+++ Source excerpt +++
Wednesday, June 01, 2005

Florida Farmworkers Continue To Suffer Behind Window Dressing Regulations

Last May, Florida Governor Jeb Bush passed the Alfredo Bahena law designed to clamp down on abuses of Florida farmworkers. Passage of the law followed a 2003 Miami Herald series called Fields of Dispair. But things don't seem to have gotten much better. In fact, Lisa Butler, a Florida Rural Legal Services lawyer has had to file a lawsuit aginst Hastings' Byrnes Farms and its Crescent City contractor, Sinclair T. Smith, who provided laborers to pack and grade the farmer's cabbage and potatoes.
Among the allegations: Smith unlawfully charged workers 100 percent interest on wage advances, housed them in a camp with broken toilets and a defective fire exit, lacked proper licenses to house and transport them, understated their hours worked, forced an injured laborer to continue working, and battered and threatened others into staying.
The problem with the law, advocates claim is that it "puts the focus on contractors who hire the laborers, not the growers who own the land."
"The truth of the matter is that the state law is flawed very badly,'' said Gregory Schell, a lawyer with Florida Legal Services in Lake Worth who has tangled with the industry for decades.

"What happens when they take their license? The wife, brother, father, whatever takes the license and the job goes on without any real change."
+++ Information given +++
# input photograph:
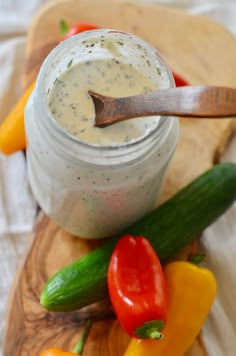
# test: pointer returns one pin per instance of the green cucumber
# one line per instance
(169, 228)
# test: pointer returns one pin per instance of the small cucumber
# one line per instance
(169, 228)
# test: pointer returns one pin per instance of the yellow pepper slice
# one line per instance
(12, 130)
(191, 292)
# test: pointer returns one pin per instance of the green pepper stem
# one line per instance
(80, 345)
(150, 330)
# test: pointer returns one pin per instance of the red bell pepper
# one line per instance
(75, 29)
(137, 287)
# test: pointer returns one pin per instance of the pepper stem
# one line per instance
(197, 259)
(80, 346)
(150, 330)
+++
Could you repeat the Florida farmworkers post in full, word for word?

Wednesday, June 01, 2005

Florida Farmworkers Continue To Suffer Behind Window Dressing Regulations

Last May, Florida Governor Jeb Bush passed the Alfredo Bahena law designed to clamp down on abuses of Florida farmworkers. Passage of the law followed a 2003 Miami Herald series called Fields of Dispair. But things don't seem to have gotten much better. In fact, Lisa Butler, a Florida Rural Legal Services lawyer has had to file a lawsuit aginst Hastings' Byrnes Farms and its Crescent City contractor, Sinclair T. Smith, who provided laborers to pack and grade the farmer's cabbage and potatoes.
Among the allegations: Smith unlawfully charged workers 100 percent interest on wage advances, housed them in a camp with broken toilets and a defective fire exit, lacked proper licenses to house and transport them, understated their hours worked, forced an injured laborer to continue working, and battered and threatened others into staying.
The problem with the law, advocates claim is that it "puts the focus on contractors who hire the laborers, not the growers who own the land."
"The truth of the matter is that the state law is flawed very badly,'' said Gregory Schell, a lawyer with Florida Legal Services in Lake Worth who has tangled with the industry for decades.

"What happens when they take their license? The wife, brother, father, whatever takes the license and the job goes on without any real change."